[Point annotation records]

=-=-=-=-=

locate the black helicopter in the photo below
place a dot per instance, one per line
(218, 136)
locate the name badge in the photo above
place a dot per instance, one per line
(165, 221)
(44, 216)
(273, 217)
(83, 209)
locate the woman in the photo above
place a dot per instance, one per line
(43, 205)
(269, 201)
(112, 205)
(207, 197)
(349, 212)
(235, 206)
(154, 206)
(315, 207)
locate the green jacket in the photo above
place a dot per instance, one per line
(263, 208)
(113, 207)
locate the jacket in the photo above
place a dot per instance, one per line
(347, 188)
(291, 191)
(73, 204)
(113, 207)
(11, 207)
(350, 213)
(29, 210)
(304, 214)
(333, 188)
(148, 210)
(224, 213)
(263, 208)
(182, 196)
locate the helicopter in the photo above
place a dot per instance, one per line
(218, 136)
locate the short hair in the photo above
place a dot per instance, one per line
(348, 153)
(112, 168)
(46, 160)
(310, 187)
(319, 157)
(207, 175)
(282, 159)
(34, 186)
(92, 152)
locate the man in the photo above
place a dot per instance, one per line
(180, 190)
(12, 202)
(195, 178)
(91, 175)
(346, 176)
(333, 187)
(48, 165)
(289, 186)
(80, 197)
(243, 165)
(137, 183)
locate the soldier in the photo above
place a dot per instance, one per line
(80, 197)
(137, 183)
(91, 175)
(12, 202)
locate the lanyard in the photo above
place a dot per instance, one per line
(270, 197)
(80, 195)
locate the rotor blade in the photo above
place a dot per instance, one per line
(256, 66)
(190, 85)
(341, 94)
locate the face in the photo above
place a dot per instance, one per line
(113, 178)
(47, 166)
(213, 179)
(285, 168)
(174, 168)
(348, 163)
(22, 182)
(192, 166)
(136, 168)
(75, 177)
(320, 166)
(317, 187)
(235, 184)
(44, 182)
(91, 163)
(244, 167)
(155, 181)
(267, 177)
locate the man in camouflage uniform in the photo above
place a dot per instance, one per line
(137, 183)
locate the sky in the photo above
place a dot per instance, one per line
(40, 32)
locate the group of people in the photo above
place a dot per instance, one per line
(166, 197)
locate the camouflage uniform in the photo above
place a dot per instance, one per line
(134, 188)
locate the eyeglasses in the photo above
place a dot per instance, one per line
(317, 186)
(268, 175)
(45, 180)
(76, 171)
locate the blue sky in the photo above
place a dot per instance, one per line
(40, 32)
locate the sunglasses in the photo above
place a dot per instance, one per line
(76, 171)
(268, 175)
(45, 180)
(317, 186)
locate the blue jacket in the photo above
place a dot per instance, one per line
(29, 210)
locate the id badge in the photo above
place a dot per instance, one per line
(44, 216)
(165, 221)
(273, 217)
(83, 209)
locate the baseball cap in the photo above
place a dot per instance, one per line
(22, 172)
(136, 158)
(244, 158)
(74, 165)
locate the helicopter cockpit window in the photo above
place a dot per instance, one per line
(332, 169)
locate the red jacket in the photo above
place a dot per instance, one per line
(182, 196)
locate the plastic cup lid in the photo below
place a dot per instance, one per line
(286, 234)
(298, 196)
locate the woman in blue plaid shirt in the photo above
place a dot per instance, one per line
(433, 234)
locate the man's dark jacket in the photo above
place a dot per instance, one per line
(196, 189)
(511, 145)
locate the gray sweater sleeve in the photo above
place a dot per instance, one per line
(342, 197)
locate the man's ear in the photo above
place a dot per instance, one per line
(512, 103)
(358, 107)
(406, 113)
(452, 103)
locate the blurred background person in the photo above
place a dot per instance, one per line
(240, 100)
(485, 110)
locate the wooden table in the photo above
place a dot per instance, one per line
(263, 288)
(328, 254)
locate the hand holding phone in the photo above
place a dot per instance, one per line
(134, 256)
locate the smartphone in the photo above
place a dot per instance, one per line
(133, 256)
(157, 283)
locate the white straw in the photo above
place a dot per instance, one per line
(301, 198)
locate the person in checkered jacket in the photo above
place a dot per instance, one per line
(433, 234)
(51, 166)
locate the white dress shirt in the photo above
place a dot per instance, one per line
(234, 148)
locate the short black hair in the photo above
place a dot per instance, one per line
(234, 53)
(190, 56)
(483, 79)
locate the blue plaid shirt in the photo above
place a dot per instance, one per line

=-=-=-=-=

[Problem]
Please reproduce every line of the material word for word.

[Task solution]
locate the black helicopter in the photo below
place a dot per instance, one per line
(218, 136)
locate the name badge in the photo above
place a dot per instance, one per line
(165, 221)
(44, 216)
(273, 217)
(83, 209)
locate the woman in the photo above
place a dot per instance, one per line
(43, 205)
(269, 201)
(112, 205)
(207, 197)
(349, 212)
(235, 206)
(154, 206)
(315, 207)
locate the green jacket in the photo above
place a dot per instance, one per line
(263, 208)
(113, 207)
locate the jacket in the photo above
place a dot per instance, one per line
(347, 188)
(291, 191)
(73, 204)
(113, 207)
(11, 207)
(350, 213)
(29, 210)
(304, 214)
(333, 188)
(148, 210)
(224, 213)
(263, 208)
(182, 196)
locate the helicopter in the photo above
place a dot per instance, one per line
(218, 136)
locate the short hair in the photo above
place a dot per instance, one per line
(348, 153)
(112, 168)
(46, 160)
(310, 187)
(319, 157)
(207, 175)
(282, 159)
(34, 186)
(92, 152)
locate the man in the photo above
place a dot per instance, one per line
(180, 190)
(12, 202)
(195, 178)
(91, 175)
(346, 176)
(333, 187)
(48, 165)
(289, 186)
(80, 197)
(243, 165)
(137, 183)
locate the soldier in the photo above
place a dot per instance, one per line
(80, 197)
(137, 183)
(91, 175)
(12, 202)
locate the lanyard in the photo above
place a dot per instance, one per line
(270, 197)
(80, 195)
locate the rotor blade in the photo above
place a dot per instance, one per line
(256, 66)
(190, 85)
(341, 94)
locate the face in the photo above
place a dot per instance, one per line
(113, 178)
(47, 166)
(213, 179)
(285, 168)
(174, 168)
(348, 163)
(22, 182)
(192, 166)
(136, 168)
(75, 177)
(320, 166)
(317, 187)
(235, 184)
(44, 182)
(91, 163)
(244, 167)
(155, 181)
(267, 177)
locate the man in camouflage uniform in the photo above
place a dot per instance, one per line
(137, 183)
locate the sky in the photo above
place a dot per instance, one per line
(40, 32)
locate the group of people in the photo above
place a dot per instance, one per line
(166, 197)
locate the camouflage uniform in the photo above
place a dot per instance, one per line
(134, 188)
locate the eyeglasses in the photo above
place a dot per instance, one per line
(317, 186)
(268, 175)
(45, 180)
(76, 171)
locate the blue sky in the photo above
place a dot per instance, one per line
(40, 32)
locate the sunglasses in the photo above
place a dot per instance, one per line
(76, 171)
(268, 175)
(45, 180)
(317, 186)
locate the blue jacket in the photo above
place a dot per instance, one per line
(29, 210)
locate the id badge in the photo above
place a dot per instance, one per line
(44, 216)
(165, 221)
(273, 217)
(83, 209)
locate the baseball cap in the photo above
place a dot per instance, one per line
(22, 172)
(136, 158)
(244, 158)
(74, 165)
locate the helicopter cockpit window in the photo above
place a dot per instance, one per line
(332, 169)
locate the red jacket in the photo above
place a dot per instance, one per line
(182, 196)
locate the plastic cup lid in the photo below
place a dot per instance, one per line
(286, 234)
(298, 196)
locate the woman in blue plaid shirt in the photo above
place a dot per instance, one per line
(433, 234)
locate the man's dark jacket in the photo above
place a dot per instance, one per line
(196, 189)
(511, 145)
locate the gray sweater sleeve in the photo above
place a dot per instance, one per line
(342, 197)
locate the man's ear in the photo above
place a dot per instance, one per line
(512, 103)
(358, 107)
(406, 113)
(452, 103)
locate the blurred background person in the photo above
place a dot per instance, one per line
(240, 100)
(485, 110)
locate the wooden table in the photo above
place a dot per instance, one per line
(263, 288)
(328, 254)
locate the hand holding phone in the photo above
place a dot per instance, one per line
(134, 256)
locate the smartphone in the photo above
place a dot per instance, one per line
(133, 256)
(157, 283)
locate the white straw in the photo above
place a dot per instance, one per line
(301, 198)
locate the person in checkered jacket in the photo above
place a dot per instance, one per line
(433, 234)
(51, 166)
locate the white dress shirt in the photo above
place a dot per instance, one per line
(234, 148)
locate the short black hair in the photo above
place a dot per instance, one per line
(234, 53)
(190, 56)
(483, 79)
locate the blue plaid shirt in the photo above
place a dot per instance, one per line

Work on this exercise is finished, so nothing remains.